# EXERCISE BRIEF:
Copy out, word for word, the whole blog post on fully homomorphic encryption that appears below.

# EXCERPTED PASSAGE:
Friday, May 24, 2013

"I added your numbers, and I have no idea what they are."

So it turns out there's a thesis arguing that polynomial-time, fully homomorphic encryption is possible. (Link is to the dumbed-down -- but still journal-published -- version that mortals like me are capable of understanding.)

It's hard to understate the significance of this. This means that it's possible for you to give someone your data in encrypted form, and for them to execute arbitrary operations and give it back to you, without ever knowing what the data is. That is, they transform an input ciphertext to and output ciphertext such that when you decrypt the output, you have the answer to your query about the data, but at no point did they decrypt it or learn what was inside.

In other words: "I just calculated the sum of the numbers you gave me, but I have no idea what the sum is, nor what any of the numbers are."

If it sounds impossible, it's not because you misunderstand it, but because that kind of thing shouldn't be possible -- how can you perform arbitrary operations on data without learning something about it? Sure, maybe there are edge cases, but a rich, Turing-complete set?

# RAW DATA:
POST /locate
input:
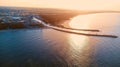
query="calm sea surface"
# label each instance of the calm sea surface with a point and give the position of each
(51, 48)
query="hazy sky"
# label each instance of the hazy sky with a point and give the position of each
(69, 4)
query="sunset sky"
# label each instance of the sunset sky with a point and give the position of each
(67, 4)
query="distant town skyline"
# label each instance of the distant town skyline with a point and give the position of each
(66, 4)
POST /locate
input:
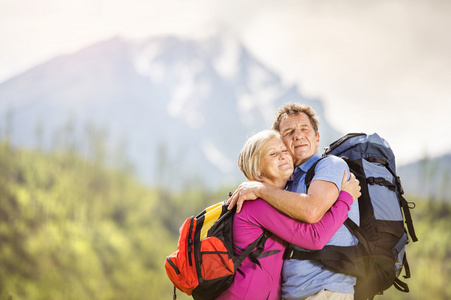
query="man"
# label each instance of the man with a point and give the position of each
(302, 279)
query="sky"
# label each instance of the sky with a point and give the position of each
(378, 66)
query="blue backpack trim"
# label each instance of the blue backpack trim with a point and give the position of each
(378, 258)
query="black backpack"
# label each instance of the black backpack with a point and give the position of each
(378, 258)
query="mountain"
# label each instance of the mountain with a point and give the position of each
(178, 109)
(429, 178)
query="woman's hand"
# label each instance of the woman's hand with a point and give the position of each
(351, 186)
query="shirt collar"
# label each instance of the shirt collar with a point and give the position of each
(304, 167)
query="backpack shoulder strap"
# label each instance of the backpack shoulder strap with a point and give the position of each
(311, 173)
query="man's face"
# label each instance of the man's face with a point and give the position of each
(299, 137)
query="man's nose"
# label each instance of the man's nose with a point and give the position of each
(298, 134)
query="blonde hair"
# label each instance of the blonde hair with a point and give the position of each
(289, 109)
(249, 158)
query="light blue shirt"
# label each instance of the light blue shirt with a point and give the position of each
(302, 278)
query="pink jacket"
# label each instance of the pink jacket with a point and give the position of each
(253, 282)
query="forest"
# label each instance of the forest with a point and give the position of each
(75, 227)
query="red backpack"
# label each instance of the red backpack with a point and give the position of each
(204, 263)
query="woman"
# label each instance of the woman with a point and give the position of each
(265, 158)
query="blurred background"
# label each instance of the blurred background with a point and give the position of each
(119, 119)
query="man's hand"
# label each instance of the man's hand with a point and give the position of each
(246, 191)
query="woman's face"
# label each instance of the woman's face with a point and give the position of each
(276, 164)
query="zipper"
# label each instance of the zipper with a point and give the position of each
(177, 271)
(190, 242)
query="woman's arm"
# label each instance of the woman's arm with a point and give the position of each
(310, 236)
(305, 235)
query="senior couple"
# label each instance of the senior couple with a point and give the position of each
(306, 219)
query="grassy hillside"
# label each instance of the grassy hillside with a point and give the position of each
(73, 229)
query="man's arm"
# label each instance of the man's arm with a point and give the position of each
(304, 207)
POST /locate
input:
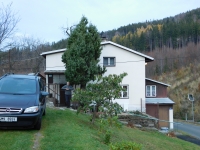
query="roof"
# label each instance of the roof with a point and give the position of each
(159, 100)
(157, 82)
(52, 52)
(21, 76)
(147, 58)
(54, 71)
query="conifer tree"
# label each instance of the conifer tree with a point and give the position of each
(82, 55)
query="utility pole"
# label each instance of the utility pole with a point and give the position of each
(191, 98)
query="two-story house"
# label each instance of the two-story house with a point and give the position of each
(158, 104)
(117, 59)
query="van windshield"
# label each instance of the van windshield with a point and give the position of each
(17, 86)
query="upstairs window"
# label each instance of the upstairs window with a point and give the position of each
(109, 61)
(124, 93)
(150, 91)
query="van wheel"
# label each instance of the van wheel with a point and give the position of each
(38, 124)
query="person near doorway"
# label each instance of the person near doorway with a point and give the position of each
(68, 93)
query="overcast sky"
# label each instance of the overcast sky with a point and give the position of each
(44, 19)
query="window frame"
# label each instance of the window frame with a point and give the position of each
(109, 65)
(121, 92)
(151, 91)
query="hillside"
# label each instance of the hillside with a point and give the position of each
(184, 81)
(171, 32)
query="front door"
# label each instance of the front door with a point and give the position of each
(62, 96)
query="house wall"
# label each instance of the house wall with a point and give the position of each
(161, 90)
(54, 61)
(134, 65)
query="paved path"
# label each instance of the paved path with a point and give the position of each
(191, 129)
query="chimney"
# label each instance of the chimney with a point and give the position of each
(103, 37)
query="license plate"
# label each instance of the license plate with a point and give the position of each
(8, 119)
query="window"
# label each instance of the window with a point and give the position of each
(124, 93)
(151, 91)
(109, 61)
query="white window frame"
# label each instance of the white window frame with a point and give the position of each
(109, 65)
(151, 91)
(122, 92)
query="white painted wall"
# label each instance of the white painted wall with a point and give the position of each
(132, 64)
(54, 61)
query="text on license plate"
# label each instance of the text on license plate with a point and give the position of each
(8, 119)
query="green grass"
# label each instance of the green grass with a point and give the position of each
(64, 130)
(16, 139)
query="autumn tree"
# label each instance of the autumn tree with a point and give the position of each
(101, 94)
(82, 55)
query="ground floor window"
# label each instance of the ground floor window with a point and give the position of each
(150, 91)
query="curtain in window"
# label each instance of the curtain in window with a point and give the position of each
(105, 61)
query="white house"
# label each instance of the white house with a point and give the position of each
(117, 59)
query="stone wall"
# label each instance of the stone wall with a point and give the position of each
(138, 121)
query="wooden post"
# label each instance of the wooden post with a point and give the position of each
(158, 115)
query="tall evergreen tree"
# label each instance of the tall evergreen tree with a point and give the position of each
(82, 55)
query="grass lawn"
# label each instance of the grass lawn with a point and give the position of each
(64, 130)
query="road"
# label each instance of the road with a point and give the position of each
(191, 129)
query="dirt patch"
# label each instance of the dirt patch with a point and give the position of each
(189, 139)
(37, 138)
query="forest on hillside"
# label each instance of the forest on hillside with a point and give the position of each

# SOLUTION TO THIS PROBLEM:
Friday, May 24, 2013

"I added your numbers, and I have no idea what they are."

So it turns out there's a thesis arguing that polynomial-time, fully homomorphic encryption is possible. (Link is to the dumbed-down -- but still journal-published -- version that mortals like me are capable of understanding.)

It's hard to understate the significance of this. This means that it's possible for you to give someone your data in encrypted form, and for them to execute arbitrary operations and give it back to you, without ever knowing what the data is. That is, they transform an input ciphertext to and output ciphertext such that when you decrypt the output, you have the answer to your query about the data, but at no point did they decrypt it or learn what was inside.

In other words: "I just calculated the sum of the numbers you gave me, but I have no idea what the sum is, nor what any of the numbers are."

If it sounds impossible, it's not because you misunderstand it, but because that kind of thing shouldn't be possible -- how can you perform arbitrary operations on data without learning something about it? Sure, maybe there are edge cases, but a rich, Turing-complete set?